* [ENTRIES PROVIDED]:
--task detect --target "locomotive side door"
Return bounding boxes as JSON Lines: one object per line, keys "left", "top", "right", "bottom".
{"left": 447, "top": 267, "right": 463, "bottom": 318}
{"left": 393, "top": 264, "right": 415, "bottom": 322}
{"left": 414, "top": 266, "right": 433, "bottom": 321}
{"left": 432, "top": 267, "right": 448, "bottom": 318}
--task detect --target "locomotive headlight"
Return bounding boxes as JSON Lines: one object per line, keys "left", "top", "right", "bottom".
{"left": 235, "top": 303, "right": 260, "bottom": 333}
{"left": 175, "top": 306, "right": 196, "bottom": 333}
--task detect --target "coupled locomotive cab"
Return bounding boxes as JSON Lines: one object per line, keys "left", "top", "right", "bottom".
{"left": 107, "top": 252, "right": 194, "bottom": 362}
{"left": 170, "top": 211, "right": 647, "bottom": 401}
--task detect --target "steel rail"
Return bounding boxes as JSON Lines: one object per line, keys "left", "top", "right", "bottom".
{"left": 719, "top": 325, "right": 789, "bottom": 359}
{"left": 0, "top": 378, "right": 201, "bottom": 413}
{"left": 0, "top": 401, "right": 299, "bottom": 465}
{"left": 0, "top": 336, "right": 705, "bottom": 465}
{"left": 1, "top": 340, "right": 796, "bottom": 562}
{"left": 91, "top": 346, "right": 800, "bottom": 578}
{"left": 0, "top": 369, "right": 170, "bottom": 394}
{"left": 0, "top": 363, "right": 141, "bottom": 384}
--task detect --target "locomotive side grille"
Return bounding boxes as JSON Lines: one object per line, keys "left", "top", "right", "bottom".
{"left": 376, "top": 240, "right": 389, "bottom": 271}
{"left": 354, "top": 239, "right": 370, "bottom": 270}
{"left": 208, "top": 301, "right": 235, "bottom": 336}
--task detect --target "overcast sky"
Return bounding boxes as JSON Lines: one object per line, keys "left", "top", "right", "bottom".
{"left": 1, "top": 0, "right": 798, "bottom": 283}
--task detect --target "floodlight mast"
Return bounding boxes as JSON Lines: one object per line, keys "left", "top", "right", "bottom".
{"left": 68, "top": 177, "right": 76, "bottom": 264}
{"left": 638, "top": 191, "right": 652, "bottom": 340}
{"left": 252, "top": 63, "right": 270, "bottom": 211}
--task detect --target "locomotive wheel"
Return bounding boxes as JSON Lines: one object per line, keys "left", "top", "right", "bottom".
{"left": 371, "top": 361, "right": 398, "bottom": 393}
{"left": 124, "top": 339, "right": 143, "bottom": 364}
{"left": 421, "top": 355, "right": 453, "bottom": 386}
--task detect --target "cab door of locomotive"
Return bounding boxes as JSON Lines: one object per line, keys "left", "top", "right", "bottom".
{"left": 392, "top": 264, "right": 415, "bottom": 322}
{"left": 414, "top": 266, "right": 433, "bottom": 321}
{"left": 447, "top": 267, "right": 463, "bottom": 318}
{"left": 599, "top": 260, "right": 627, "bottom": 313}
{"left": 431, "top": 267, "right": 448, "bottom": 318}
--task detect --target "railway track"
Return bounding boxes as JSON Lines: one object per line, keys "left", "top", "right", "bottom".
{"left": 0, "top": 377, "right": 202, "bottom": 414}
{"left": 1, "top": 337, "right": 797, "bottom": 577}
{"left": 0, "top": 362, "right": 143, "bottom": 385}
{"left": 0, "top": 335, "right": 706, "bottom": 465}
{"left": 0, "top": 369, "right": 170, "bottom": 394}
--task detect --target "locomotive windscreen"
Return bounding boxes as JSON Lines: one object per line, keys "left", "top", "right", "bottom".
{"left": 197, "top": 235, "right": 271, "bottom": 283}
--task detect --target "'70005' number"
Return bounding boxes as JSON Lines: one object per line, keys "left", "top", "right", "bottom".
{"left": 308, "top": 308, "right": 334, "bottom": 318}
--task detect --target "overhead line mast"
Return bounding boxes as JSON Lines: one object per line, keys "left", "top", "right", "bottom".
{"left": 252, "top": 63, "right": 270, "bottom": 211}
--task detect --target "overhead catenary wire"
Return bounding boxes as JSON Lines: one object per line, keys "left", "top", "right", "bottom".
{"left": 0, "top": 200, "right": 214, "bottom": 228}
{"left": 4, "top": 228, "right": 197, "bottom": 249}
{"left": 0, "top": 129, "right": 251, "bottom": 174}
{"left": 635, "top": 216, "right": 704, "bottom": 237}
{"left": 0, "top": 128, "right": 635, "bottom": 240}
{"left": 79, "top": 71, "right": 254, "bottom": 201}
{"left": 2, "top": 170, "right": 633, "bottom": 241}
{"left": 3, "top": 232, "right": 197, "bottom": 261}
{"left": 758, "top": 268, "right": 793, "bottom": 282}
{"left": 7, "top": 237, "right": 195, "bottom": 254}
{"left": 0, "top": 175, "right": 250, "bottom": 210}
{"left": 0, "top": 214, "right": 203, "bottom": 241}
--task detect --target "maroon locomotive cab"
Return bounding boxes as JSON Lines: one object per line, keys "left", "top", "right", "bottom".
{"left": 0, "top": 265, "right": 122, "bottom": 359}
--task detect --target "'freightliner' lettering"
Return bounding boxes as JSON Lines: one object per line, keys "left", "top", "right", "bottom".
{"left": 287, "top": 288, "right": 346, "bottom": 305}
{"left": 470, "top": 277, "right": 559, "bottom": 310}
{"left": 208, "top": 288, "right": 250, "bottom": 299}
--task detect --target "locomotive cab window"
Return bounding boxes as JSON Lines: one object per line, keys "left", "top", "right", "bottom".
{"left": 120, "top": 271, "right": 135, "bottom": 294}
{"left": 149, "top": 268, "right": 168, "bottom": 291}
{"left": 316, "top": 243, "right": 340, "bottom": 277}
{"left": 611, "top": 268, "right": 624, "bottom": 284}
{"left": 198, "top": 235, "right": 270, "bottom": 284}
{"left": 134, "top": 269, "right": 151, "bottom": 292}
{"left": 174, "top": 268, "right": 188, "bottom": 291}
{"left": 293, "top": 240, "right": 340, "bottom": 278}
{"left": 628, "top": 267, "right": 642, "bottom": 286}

* [WORK ITEM]: For each line of the listing that holds the word "side", show that line.

* [EXERCISE RESULT]:
--task detect --target "locomotive side door"
--task detect --target "locomotive side grille"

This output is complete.